### TASK PROMPT
Write out the data in full, exactly as shown.

Collected data entries:
────

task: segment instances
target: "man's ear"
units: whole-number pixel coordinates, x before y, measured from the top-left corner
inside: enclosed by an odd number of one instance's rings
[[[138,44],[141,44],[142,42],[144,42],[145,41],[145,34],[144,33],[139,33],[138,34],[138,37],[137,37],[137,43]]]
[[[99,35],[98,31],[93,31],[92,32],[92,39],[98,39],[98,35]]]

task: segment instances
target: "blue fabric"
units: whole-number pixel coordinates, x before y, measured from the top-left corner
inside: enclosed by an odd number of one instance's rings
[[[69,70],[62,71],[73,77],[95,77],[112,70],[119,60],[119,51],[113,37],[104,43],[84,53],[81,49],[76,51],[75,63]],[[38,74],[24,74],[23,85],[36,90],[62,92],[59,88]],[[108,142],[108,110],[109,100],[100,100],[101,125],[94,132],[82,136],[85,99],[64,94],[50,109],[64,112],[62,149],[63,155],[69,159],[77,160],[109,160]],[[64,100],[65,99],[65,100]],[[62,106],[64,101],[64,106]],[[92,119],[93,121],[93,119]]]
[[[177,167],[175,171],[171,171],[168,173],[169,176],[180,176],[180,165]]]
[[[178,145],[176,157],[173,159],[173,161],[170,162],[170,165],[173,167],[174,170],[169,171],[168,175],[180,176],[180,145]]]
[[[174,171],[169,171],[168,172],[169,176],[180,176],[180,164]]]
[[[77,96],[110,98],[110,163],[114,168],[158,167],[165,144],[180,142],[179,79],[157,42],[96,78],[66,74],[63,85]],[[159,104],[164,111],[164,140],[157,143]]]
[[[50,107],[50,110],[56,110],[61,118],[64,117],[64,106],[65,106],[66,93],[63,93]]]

────

### TASK RESPONSE
task: segment instances
target: "man's ear"
units: whole-number pixel coordinates, x before y, measured from the top-left corner
inside: enclosed by an odd number of one instance's rings
[[[138,44],[141,44],[142,42],[144,42],[145,41],[145,34],[144,33],[139,33],[138,34],[138,37],[137,37],[137,43]]]
[[[99,35],[98,31],[93,31],[92,32],[92,39],[98,39],[98,35]]]

task: segment instances
target: "blue fabric"
units: whole-number pixel coordinates, x before y, measured from the top-left corner
inside: enclosed by an odd number of one instance's rings
[[[69,70],[62,71],[73,77],[95,77],[112,70],[119,60],[119,51],[113,37],[104,43],[84,53],[81,49],[76,51],[75,63]],[[38,74],[24,74],[23,85],[36,90],[62,92],[59,88]],[[108,142],[108,110],[109,100],[100,100],[101,125],[94,132],[82,136],[85,99],[64,94],[50,109],[64,112],[62,149],[63,155],[69,159],[77,160],[109,160]],[[64,100],[65,99],[65,100]],[[62,106],[64,101],[64,106]],[[92,119],[93,121],[93,119]]]
[[[177,167],[175,171],[171,171],[168,173],[169,176],[180,176],[180,165]]]
[[[178,145],[176,157],[173,159],[173,161],[170,162],[170,165],[173,167],[174,170],[169,171],[168,175],[180,176],[180,145]]]
[[[174,171],[169,171],[168,172],[169,176],[180,176],[180,164]]]
[[[77,96],[110,98],[110,163],[114,168],[158,167],[165,144],[180,142],[179,79],[157,42],[96,78],[66,74],[63,85]],[[159,104],[164,111],[164,140],[157,143]]]
[[[50,107],[50,110],[56,110],[61,118],[64,117],[64,106],[65,106],[66,93],[63,93]]]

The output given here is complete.